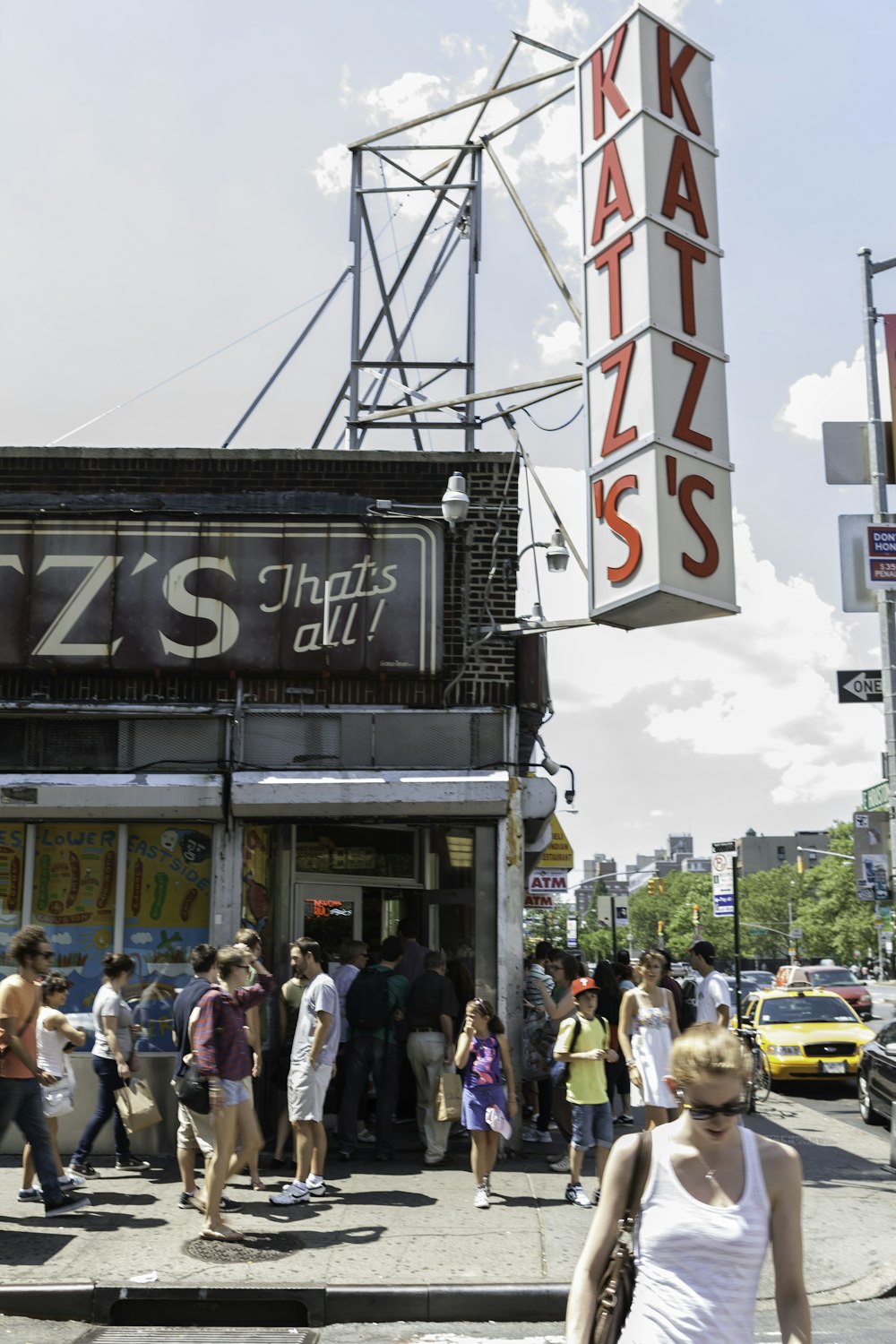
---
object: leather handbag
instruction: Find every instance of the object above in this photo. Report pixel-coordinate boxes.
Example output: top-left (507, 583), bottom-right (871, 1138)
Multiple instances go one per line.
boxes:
top-left (591, 1133), bottom-right (651, 1344)
top-left (116, 1078), bottom-right (161, 1134)
top-left (175, 1064), bottom-right (211, 1116)
top-left (435, 1074), bottom-right (463, 1121)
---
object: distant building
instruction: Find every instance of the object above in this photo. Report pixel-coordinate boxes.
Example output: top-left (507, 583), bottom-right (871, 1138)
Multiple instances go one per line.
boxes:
top-left (737, 828), bottom-right (829, 878)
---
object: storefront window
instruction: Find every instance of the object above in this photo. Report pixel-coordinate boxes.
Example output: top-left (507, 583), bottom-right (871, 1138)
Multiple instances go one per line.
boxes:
top-left (296, 827), bottom-right (418, 882)
top-left (124, 823), bottom-right (212, 1051)
top-left (0, 824), bottom-right (25, 978)
top-left (31, 822), bottom-right (118, 1012)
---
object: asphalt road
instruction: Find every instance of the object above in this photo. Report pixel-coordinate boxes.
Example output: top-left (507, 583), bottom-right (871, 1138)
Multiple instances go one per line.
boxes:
top-left (0, 1300), bottom-right (896, 1344)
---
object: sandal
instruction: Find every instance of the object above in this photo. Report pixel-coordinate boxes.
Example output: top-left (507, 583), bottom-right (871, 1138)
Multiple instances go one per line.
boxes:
top-left (199, 1228), bottom-right (245, 1242)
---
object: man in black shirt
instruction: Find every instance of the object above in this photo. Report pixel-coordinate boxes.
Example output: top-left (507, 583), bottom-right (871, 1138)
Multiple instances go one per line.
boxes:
top-left (406, 952), bottom-right (458, 1167)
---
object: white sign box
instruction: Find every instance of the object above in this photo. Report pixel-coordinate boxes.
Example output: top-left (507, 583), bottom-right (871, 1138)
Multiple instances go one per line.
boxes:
top-left (591, 448), bottom-right (737, 629)
top-left (586, 330), bottom-right (728, 468)
top-left (578, 7), bottom-right (737, 628)
top-left (584, 220), bottom-right (726, 359)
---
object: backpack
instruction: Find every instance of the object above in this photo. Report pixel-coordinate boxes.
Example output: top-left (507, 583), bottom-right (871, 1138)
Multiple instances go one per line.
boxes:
top-left (345, 967), bottom-right (395, 1032)
top-left (678, 980), bottom-right (697, 1031)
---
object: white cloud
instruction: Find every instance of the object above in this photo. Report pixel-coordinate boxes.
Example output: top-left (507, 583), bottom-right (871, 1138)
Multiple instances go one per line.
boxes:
top-left (517, 468), bottom-right (880, 806)
top-left (312, 145), bottom-right (352, 196)
top-left (535, 317), bottom-right (582, 368)
top-left (780, 347), bottom-right (888, 441)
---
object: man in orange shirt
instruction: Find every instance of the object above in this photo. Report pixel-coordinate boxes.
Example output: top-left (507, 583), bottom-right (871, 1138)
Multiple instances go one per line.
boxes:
top-left (0, 925), bottom-right (90, 1218)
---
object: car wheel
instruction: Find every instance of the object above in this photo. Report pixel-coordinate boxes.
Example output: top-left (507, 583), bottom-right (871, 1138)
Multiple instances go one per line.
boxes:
top-left (858, 1073), bottom-right (882, 1125)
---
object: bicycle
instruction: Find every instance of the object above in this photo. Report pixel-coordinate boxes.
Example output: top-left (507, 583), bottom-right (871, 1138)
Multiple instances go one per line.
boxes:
top-left (737, 1027), bottom-right (771, 1116)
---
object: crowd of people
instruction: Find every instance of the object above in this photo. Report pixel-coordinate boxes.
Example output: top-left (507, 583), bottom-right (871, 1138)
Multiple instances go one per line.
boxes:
top-left (0, 921), bottom-right (810, 1344)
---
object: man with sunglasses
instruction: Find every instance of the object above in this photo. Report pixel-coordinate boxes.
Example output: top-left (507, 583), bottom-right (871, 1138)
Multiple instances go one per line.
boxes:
top-left (0, 925), bottom-right (90, 1218)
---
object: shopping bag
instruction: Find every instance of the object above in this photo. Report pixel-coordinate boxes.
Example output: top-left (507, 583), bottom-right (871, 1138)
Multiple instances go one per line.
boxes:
top-left (435, 1074), bottom-right (463, 1120)
top-left (116, 1078), bottom-right (161, 1134)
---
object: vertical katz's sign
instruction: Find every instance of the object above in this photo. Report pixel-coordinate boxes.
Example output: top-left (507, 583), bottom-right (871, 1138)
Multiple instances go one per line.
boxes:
top-left (578, 8), bottom-right (737, 629)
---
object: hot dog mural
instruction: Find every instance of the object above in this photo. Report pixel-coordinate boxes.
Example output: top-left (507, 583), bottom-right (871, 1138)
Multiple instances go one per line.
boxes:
top-left (29, 822), bottom-right (118, 1011)
top-left (124, 823), bottom-right (212, 1053)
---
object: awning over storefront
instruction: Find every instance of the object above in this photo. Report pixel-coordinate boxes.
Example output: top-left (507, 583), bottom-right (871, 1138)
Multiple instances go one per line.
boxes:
top-left (231, 771), bottom-right (511, 819)
top-left (0, 773), bottom-right (224, 822)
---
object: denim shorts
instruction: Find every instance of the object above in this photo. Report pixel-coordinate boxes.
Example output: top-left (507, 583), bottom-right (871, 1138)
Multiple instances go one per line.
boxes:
top-left (573, 1101), bottom-right (613, 1153)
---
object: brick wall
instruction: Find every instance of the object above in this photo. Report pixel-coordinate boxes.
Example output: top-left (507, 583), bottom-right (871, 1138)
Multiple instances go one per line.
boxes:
top-left (0, 448), bottom-right (519, 707)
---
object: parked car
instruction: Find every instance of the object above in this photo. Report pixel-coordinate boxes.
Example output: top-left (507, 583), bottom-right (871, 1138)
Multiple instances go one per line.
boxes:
top-left (737, 989), bottom-right (874, 1082)
top-left (804, 967), bottom-right (874, 1021)
top-left (857, 1019), bottom-right (896, 1125)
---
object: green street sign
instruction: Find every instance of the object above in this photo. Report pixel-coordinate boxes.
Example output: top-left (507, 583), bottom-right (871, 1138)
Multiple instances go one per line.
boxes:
top-left (863, 781), bottom-right (890, 812)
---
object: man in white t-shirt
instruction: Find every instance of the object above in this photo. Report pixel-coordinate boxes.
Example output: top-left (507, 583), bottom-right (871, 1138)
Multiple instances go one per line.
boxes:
top-left (691, 940), bottom-right (731, 1027)
top-left (270, 938), bottom-right (340, 1204)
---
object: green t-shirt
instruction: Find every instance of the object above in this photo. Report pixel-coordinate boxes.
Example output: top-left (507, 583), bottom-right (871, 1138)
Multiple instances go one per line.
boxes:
top-left (554, 1013), bottom-right (610, 1107)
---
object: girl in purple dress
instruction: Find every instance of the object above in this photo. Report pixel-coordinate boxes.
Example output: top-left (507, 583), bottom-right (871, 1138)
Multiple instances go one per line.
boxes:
top-left (454, 999), bottom-right (516, 1209)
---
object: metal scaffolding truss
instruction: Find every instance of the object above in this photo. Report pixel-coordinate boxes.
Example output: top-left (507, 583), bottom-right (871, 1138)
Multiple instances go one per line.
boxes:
top-left (224, 34), bottom-right (582, 452)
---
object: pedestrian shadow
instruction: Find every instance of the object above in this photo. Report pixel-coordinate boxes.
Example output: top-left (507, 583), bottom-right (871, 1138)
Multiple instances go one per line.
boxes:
top-left (750, 1115), bottom-right (896, 1196)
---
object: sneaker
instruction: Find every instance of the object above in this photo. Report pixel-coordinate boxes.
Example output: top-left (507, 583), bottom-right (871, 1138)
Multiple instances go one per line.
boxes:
top-left (43, 1190), bottom-right (90, 1218)
top-left (565, 1185), bottom-right (591, 1209)
top-left (67, 1158), bottom-right (99, 1176)
top-left (270, 1180), bottom-right (309, 1207)
top-left (521, 1125), bottom-right (551, 1144)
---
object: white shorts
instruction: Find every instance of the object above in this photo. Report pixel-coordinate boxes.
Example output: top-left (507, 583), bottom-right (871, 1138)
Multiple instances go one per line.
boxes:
top-left (177, 1101), bottom-right (215, 1158)
top-left (286, 1062), bottom-right (333, 1124)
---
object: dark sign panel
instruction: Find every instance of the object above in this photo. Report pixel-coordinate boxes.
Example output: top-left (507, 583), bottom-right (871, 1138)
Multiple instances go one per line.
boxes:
top-left (0, 518), bottom-right (444, 675)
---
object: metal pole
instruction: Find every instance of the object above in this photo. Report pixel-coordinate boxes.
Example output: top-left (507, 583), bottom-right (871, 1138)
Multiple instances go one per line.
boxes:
top-left (858, 247), bottom-right (896, 972)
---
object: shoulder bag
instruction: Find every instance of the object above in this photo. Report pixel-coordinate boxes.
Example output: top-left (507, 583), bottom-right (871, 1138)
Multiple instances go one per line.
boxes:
top-left (591, 1133), bottom-right (653, 1344)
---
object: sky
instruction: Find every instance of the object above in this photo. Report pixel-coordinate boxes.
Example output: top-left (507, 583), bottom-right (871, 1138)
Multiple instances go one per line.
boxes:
top-left (0, 0), bottom-right (896, 866)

• **Problem statement**
Reproduce word for word the stretch of material above from its start through the line containing "top-left (0, 1300), bottom-right (896, 1344)", including that line. Omit any images from your answer.

• **Final result**
---
object: leather handbag
instruction: Find every instance of the object above in this photo. Report pixel-coordinate boxes.
Example output: top-left (507, 583), bottom-right (871, 1138)
Multiple instances go one per line.
boxes:
top-left (591, 1133), bottom-right (651, 1344)
top-left (116, 1078), bottom-right (161, 1134)
top-left (175, 1064), bottom-right (211, 1116)
top-left (435, 1074), bottom-right (463, 1121)
---
object: distant building
instruction: Find every instance of the object above in this photo. Report pixel-coordinate boxes.
Example output: top-left (507, 583), bottom-right (871, 1138)
Multiple instances go one per line.
boxes:
top-left (737, 828), bottom-right (829, 878)
---
object: storefront window
instruction: Find every instance of the object above in this photo. Report pixel-coordinate boxes.
Example output: top-left (507, 583), bottom-right (871, 1138)
Multiple instances go one per line.
boxes:
top-left (296, 827), bottom-right (418, 882)
top-left (124, 823), bottom-right (212, 1051)
top-left (0, 824), bottom-right (25, 978)
top-left (31, 822), bottom-right (118, 1012)
---
object: asphalt road
instruction: Find every instance of the object above in this photo. Report pixel-coordinate boxes.
Example output: top-left (507, 583), bottom-right (871, 1138)
Multiple instances go one per line.
boxes:
top-left (0, 1300), bottom-right (896, 1344)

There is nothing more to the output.